> [À FAIRE]:
a) Résumez en deux phrases l'extrait sur le séjour de Lamartine à Naples.
b) Recopiez le passage de l'extrait sur Lamartine à Naples qui va de "Naples n’est pas" à "redevient couleur d’or.".

> [EXTRAIT DU DOCUMENT]:
%%

Naples surtout le ravit. Il nous dit, à la date du 1er décembre, qu’il y est arrivé la nuit et qu’il a, le lendemain, parcouru toute la ville, et salué le Vésuve, Portici, Pompeies, Castellamare, Pausilippe. C’est la nature qui est admirable à Naples et c’est bien ce qui réjouit Lamartine :


Naples n’est pas riche en monumens des arts, elle doit tout à la nature et n’en est que plus admirable. Là j’ai pris une idée de toute la richesse, de toute la beauté de cette nature. Là j’ai vu des paysages dont rien ne peut donner une idée dans aucun autre pays du monde. Ni la France, ni la Suisse, ni les plus belles montagnes des Alpes ne sont, au lever du soleil, environnées d’une vapeur dorée et qui adoucit et colore tous les objets. J’ai vu, par une belle journée, une pluye de lumière environner les montagnes de Pausilippe et de Salerne ; vers le milieu du jour, la teinte devient plus argentée et le soir elle redevient couleur d’or.

%%

> [DONNÉES AFFICHÉES]:

%%

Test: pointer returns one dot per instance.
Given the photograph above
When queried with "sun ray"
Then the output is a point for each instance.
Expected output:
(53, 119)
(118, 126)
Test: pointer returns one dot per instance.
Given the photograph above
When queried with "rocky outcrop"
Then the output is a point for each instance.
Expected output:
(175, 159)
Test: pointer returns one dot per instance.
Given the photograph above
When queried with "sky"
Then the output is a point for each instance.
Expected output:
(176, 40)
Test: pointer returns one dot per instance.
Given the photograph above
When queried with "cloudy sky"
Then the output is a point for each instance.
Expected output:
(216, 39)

%%
%%

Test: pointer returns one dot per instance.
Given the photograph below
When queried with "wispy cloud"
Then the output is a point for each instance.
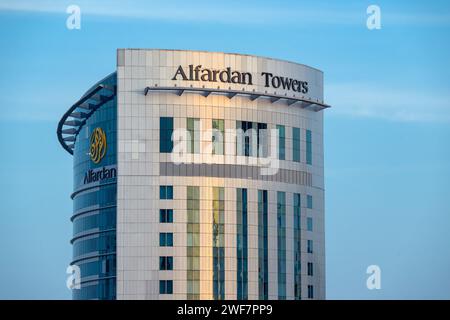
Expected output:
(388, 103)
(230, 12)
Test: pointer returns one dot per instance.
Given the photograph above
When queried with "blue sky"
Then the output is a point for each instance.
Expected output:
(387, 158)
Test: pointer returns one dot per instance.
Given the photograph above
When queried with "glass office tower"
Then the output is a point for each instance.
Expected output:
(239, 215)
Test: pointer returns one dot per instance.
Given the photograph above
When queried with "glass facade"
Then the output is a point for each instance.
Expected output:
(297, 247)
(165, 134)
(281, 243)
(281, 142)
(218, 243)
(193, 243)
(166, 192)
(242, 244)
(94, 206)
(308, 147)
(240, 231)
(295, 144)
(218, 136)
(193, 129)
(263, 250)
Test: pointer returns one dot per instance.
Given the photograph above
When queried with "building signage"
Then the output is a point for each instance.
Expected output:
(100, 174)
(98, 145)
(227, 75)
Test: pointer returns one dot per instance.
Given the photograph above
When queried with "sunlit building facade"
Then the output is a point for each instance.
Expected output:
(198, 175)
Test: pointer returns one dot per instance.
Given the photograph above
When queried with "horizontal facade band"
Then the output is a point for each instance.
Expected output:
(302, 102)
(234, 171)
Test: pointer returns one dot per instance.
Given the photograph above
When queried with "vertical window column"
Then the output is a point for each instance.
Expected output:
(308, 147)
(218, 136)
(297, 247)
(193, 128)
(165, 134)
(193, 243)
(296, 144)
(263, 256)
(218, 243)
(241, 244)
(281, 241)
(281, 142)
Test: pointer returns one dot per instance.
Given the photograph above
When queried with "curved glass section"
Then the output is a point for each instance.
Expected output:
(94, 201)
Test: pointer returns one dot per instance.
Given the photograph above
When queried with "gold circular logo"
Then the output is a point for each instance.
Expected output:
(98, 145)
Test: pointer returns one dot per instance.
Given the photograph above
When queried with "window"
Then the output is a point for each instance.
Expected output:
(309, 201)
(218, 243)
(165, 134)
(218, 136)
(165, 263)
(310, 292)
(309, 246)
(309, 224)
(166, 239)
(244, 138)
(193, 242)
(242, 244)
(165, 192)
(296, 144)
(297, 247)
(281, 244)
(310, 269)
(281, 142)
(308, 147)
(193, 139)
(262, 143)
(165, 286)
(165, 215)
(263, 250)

%%

> [CORRIGÉ DE L'EXERCICE]:
a) Arrivé de nuit à Naples, Lamartine parcourt toute la ville le lendemain et se réjouit surtout de sa nature, qui la rend admirable alors qu'elle n'est pas riche en monuments des arts. Il y voit des paysages sans égal dans aucun autre pays, baignés d'une vapeur dorée au lever du soleil, d'une teinte plus argentée vers le milieu du jour, puis de nouveau dorée le soir.

b)
Naples n’est pas riche en monumens des arts, elle doit tout à la nature et n’en est que plus admirable. Là j’ai pris une idée de toute la richesse, de toute la beauté de cette nature. Là j’ai vu des paysages dont rien ne peut donner une idée dans aucun autre pays du monde. Ni la France, ni la Suisse, ni les plus belles montagnes des Alpes ne sont, au lever du soleil, environnées d’une vapeur dorée et qui adoucit et colore tous les objets. J’ai vu, par une belle journée, une pluye de lumière environner les montagnes de Pausilippe et de Salerne ; vers le milieu du jour, la teinte devient plus argentée et le soir elle redevient couleur d’or.